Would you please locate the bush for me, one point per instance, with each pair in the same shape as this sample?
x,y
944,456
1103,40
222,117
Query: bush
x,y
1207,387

-*-*-

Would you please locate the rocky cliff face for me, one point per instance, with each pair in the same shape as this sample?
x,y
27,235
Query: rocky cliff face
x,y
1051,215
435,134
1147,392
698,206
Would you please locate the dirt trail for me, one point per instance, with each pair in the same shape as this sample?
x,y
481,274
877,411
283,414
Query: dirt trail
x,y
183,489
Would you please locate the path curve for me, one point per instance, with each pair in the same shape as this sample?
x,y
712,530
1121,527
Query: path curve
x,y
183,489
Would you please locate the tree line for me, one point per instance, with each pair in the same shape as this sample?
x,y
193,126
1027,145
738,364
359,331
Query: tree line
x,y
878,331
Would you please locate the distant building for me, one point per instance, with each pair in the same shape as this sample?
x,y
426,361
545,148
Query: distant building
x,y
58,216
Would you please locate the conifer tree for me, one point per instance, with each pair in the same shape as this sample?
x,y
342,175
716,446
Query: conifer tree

-*-*-

* THE TASK *
Reproduce the rows from the line containing "Would you please locate the conifer" through the line containing "Query: conifer tree", inclusive, without changing anything.

* SOLUTION *
Would you please locate the conifer tree for me, one point per instance, with each pair in the same shape as this sample?
x,y
342,175
716,446
Query: conifer tree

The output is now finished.